──────── Material for the task ────────
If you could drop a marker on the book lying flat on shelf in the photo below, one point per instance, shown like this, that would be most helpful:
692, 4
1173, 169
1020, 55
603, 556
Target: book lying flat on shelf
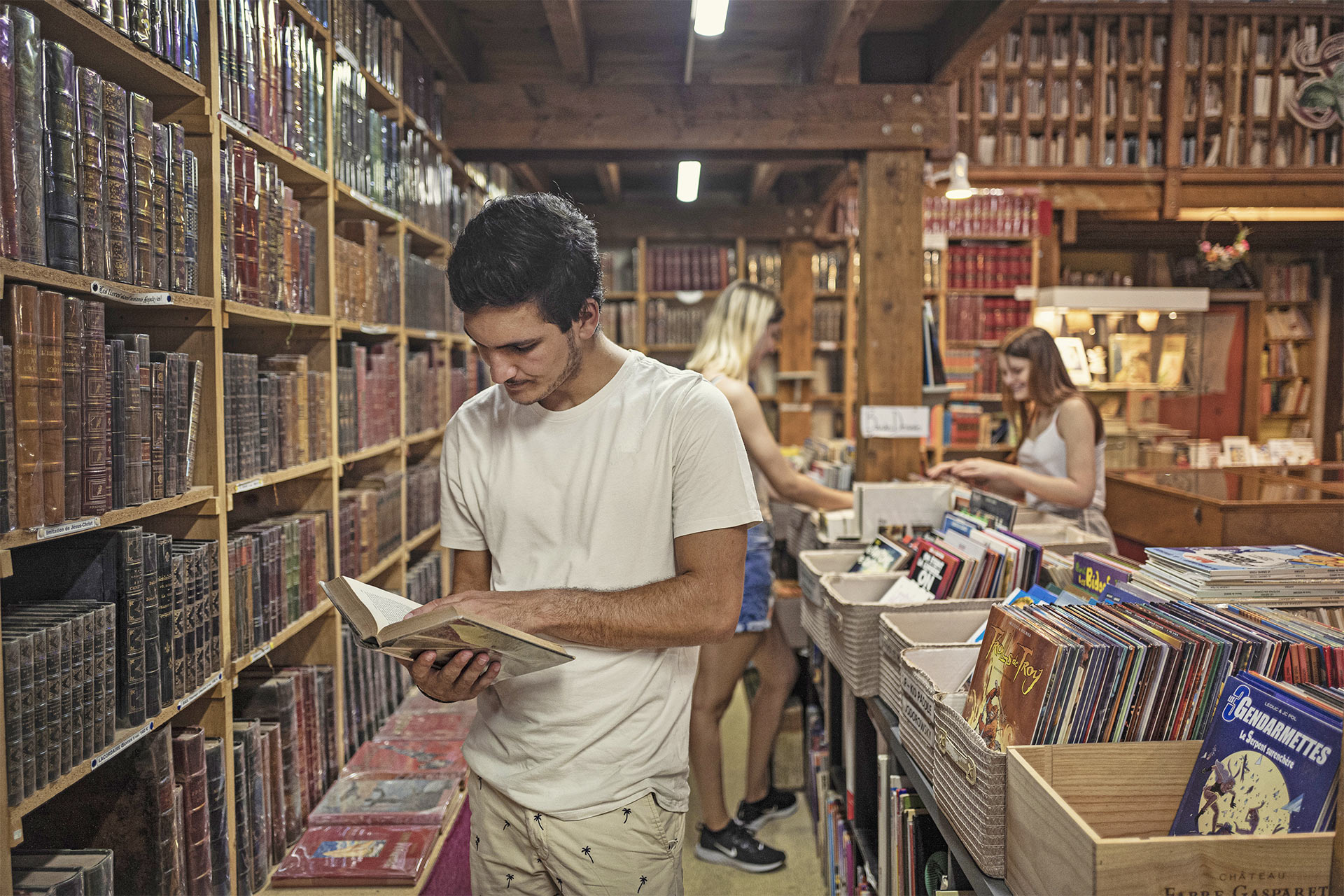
────────
Job. Render every line of the items above as a JSON list of strings, one string per line, omitting blank lines. Leave the pictures out of the answer.

Solution.
[
  "If you could drop a marker on the book lying flat on shelf in the photo below, one point per instance, shown like this, that would be most helpful:",
  "692, 4",
  "1173, 169",
  "1020, 55",
  "603, 556",
  "Target: book lying flat on shelf"
]